TASK STATEMENT: Write out the listing below word for word, starting at its first line and ending with the line that contains "column 279, row 51", that line included.

DATA EXCERPTS:
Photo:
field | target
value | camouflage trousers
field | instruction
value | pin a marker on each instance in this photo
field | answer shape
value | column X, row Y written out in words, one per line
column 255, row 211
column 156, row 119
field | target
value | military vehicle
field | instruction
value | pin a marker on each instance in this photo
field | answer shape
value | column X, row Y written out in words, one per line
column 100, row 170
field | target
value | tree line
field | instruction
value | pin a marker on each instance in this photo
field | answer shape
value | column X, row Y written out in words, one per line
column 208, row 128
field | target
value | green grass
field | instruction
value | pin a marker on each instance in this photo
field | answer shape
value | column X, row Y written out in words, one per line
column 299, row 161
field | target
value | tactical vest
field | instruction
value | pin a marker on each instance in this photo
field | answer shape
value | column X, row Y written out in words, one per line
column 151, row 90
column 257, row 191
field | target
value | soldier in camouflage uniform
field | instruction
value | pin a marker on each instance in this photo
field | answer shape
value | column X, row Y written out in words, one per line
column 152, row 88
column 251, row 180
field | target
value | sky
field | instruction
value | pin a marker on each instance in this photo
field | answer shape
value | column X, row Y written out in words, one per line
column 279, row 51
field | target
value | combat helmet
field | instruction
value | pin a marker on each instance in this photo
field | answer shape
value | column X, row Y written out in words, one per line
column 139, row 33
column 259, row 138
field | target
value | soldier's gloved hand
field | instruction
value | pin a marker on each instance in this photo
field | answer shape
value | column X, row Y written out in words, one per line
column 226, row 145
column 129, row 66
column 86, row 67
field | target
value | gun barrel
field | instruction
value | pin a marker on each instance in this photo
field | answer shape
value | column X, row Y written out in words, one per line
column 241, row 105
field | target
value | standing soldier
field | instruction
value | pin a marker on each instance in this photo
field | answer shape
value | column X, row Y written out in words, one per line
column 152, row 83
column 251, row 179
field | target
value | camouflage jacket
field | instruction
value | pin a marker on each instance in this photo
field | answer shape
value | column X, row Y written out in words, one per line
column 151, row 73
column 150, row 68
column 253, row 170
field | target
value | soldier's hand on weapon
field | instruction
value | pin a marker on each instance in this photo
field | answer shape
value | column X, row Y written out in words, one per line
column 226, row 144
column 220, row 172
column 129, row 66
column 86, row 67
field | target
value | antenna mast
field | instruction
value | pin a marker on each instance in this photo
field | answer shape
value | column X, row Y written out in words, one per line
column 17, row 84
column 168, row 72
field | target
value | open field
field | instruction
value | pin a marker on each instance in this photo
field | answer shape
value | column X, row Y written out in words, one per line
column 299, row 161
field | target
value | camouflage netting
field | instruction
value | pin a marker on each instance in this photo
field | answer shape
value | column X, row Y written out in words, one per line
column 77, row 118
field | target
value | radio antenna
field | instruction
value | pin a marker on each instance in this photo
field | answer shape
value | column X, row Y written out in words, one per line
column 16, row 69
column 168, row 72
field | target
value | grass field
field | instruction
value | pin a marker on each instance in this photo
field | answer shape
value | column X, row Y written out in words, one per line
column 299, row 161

RESULT FOR THIS EXERCISE:
Photo:
field | target
value | camouflage trousers
field | instruction
value | pin a marker on each instance in this photo
field | answer shape
value | column X, row Y written out in words, one per line
column 255, row 211
column 156, row 119
field | target
value | military vehicle
field | instruction
value | pin a marker on each instance in this photo
field | answer shape
value | column X, row Y written out in words, one per line
column 100, row 170
field | target
value | tree line
field | instruction
value | pin a marker on each instance in this photo
field | answer shape
value | column X, row Y written out in words, one per line
column 208, row 128
field | target
value | green grass
field | instruction
value | pin a marker on each instance in this photo
field | answer shape
value | column X, row Y written out in words, one per line
column 299, row 161
field | target
value | tactical vest
field | instruction
value | pin a marker on each instance in this photo
field | answer shape
value | column X, row Y written out in words, one per line
column 151, row 90
column 257, row 191
field | target
value | soldier in camouflage uniform
field | instruction
value | pin a marker on each instance in this photo
field | answer shape
value | column X, row Y written out in words, one per line
column 152, row 88
column 251, row 180
field | target
value | sky
field | instruction
value | pin a marker on each instance in this photo
field | answer shape
value | column X, row Y written out in words, one per line
column 279, row 51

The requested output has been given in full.